- WRITTEN INSTRUCTION 1 -
Can you locate every line in the records below that contains the word "grass" and copy each of those lines out?

- EXTRACT PROVIDED -

◇ ◇ ◇ ◇ ◇ ◇ ◇

This is a two-phase project:
Phase 1 (current) validates the thesis on NVIDIA GPU using Tile IR as the VIS. The first contract is Qwen/Qwen3-4B-Base BF16 on GB10 / sm_121, with cuTile -> TileIR -> cubin -> SASS as the only official execution path. The target is >= 1.30x vLLM-best throughput on the primary decode profile — not as an end in itself, but as evidence that the VIS-native approach produces real advantages.
Phase 2 (declared destination) reproduces the methodology on custom silicon using our own tile-based VIS. The agent-synthesis pipeline, leanpack format, and economic measurement framework built in Phase 1 are designed to be retargetable.
The project measures three things simultaneously:
- Throughput: can the narrow appliance beat the compatibility-heavy framework?
- Software cost: how many agent tokens does the narrow appliance cost vs. how much compatibility software does it replace?
- VIS portability: does the VIS abstraction boundary hold when the target changes?
- The execution path must stay explicit down to
cuTile -> TileIR -> cubin -> SASS. - The runtime must stay small enough that an agent can regenerate and modify it cheaply.

◇ ◇ ◇ ◇ ◇ ◇ ◇

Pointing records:
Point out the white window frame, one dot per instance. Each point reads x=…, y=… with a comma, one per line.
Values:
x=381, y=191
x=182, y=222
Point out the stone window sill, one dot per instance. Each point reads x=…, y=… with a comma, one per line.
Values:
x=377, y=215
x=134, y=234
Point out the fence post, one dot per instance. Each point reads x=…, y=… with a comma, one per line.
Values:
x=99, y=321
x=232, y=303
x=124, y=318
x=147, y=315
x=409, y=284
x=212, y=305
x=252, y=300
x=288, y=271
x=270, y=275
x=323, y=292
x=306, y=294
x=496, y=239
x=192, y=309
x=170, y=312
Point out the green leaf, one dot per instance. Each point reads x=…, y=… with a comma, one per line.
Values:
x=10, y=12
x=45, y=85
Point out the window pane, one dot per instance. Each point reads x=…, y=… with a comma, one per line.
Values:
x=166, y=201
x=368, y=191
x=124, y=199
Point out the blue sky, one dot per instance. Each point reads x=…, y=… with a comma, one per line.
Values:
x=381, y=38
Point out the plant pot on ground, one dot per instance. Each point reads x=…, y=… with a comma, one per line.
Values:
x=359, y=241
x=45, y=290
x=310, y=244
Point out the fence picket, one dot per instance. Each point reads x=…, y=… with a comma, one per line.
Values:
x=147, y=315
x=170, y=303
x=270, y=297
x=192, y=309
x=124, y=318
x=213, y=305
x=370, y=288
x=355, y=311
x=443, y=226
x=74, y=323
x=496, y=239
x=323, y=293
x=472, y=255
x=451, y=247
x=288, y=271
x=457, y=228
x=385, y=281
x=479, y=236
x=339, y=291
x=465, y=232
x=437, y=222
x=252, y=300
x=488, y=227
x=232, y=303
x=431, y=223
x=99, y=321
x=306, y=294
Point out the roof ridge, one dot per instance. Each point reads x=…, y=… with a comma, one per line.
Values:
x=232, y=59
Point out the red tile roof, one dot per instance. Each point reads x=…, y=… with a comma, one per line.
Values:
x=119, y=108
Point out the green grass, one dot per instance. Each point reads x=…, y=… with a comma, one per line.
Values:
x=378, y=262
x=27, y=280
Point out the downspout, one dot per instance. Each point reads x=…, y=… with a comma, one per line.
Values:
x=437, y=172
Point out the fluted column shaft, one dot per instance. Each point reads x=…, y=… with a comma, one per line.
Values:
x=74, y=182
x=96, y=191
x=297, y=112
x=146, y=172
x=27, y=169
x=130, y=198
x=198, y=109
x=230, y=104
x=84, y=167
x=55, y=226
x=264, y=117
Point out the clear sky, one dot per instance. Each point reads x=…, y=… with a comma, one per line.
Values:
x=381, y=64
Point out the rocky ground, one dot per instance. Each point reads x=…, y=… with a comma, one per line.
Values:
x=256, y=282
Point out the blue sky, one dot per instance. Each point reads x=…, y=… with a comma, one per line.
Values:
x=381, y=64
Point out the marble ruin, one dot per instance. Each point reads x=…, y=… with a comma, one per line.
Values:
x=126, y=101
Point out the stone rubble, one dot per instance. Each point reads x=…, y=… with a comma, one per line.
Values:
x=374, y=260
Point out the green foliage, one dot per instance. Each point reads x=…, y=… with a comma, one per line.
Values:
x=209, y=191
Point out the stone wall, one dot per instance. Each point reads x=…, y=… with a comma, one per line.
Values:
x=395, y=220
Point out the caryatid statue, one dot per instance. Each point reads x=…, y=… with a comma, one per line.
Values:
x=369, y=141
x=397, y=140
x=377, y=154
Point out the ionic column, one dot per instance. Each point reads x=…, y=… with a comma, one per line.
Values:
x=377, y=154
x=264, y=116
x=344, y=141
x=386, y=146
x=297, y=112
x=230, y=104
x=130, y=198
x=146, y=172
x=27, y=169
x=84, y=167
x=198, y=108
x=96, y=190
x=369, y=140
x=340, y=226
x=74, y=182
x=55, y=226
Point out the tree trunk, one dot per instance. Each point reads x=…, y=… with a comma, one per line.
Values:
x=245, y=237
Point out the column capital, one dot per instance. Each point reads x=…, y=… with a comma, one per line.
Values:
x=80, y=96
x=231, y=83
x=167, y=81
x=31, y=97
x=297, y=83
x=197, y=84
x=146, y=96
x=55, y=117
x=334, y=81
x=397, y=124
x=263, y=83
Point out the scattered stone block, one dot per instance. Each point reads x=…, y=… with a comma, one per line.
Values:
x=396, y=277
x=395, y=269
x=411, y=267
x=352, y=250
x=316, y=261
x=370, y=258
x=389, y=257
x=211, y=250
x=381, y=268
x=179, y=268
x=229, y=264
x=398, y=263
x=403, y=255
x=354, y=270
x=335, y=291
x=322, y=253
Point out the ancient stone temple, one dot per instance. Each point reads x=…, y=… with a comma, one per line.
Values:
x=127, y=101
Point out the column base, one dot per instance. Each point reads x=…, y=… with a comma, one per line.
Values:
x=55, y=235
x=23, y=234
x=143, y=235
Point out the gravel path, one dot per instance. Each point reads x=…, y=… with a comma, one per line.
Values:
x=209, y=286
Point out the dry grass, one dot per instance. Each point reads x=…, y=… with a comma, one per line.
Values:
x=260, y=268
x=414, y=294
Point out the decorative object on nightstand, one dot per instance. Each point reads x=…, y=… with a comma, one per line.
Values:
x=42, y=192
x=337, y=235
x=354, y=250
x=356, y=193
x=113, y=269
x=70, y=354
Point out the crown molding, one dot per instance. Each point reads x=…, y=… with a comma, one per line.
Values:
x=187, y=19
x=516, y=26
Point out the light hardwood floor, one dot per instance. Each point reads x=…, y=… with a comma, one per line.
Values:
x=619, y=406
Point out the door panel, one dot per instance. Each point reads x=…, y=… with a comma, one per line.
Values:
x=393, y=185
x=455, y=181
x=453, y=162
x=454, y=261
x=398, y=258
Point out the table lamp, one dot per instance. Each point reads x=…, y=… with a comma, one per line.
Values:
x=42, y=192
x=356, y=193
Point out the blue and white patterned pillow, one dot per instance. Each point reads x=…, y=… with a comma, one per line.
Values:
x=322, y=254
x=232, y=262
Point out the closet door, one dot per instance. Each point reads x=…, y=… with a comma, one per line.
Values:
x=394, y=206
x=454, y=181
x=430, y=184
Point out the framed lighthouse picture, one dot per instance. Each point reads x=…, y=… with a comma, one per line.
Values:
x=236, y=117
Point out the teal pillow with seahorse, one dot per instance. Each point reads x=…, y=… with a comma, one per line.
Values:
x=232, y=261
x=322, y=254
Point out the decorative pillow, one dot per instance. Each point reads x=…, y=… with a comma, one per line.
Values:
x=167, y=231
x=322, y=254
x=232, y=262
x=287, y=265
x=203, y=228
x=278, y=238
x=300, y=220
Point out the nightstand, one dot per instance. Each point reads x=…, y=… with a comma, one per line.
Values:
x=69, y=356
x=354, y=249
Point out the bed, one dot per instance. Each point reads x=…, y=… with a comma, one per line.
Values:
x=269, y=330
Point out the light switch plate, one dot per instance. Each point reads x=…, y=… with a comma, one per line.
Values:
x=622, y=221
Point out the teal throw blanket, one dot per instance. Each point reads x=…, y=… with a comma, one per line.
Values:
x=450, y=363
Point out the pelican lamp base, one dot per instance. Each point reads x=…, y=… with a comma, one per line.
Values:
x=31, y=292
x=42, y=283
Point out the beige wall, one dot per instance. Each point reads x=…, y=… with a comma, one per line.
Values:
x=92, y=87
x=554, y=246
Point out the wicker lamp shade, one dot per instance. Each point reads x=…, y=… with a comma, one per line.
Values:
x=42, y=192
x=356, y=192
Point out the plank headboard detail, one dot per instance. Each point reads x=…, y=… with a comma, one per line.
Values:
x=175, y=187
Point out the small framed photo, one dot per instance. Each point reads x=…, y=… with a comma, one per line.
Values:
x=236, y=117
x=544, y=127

◇ ◇ ◇ ◇ ◇ ◇ ◇

- WRITTEN INSTRUCTION 2 -
Could you write what comes next in the two-phase project description above, starting right after its last sentence?

- ANSWER 1 -
Point out the green grass, one dot per instance. Each point reads x=…, y=… with a comma, one per line.
Point out the dry grass, one dot per instance. Each point reads x=…, y=… with a comma, one per line.

- ANSWER 2 -
- The first contract is a model-chip pair,
Qwen/Qwen3-4B-Base + BF16 checkpointonGB10 / sm_121, not "all models on all hardware." vLLM,SGLang,llama.cpp, and similar systems are compatibility-heavy baselines to compare against, not runtime dependencies.- Remote validation on the DGX Spark machine is part of the development loop, not an afterthought.
- The target product is not a generic runtime. It is a
leanpack + leanserveappliance: offline serving artifacts plus a static resident decode service. - Agent token budget is tracked as a first-class engineering metric alongside throughput and latency.
The repo does seven concrete things:
- Defines a two-phase project thesis for VIS-centric agentic inference (see
docs/PROJECT_THESIS.md). - Provides local and remote tooling to validate the cuTile -> TileIR -> cubin -> SASS path.
- Keeps precision choice explicit through an executable BF16 / FP8 / FP4 gate on the remote machine.
- Builds the runtime around
Qwen/Qwen3-4B-BaseBF16 with explicit ownership of execution, KV cache, and kernel dispatch. - Defines
leanpackandleanserveas the primary build products: packed serving artifacts and a static resident decode service. - Defines a staged comparison protocol against
vLLM,SGLang, and other external baselines, measuring both runtime efficiency and software-stack complexity. - Captures a milestone roadmap (M1/M2/M3 for Phase 1, design principles for Phase 2) in
docs/ROADMAP.md.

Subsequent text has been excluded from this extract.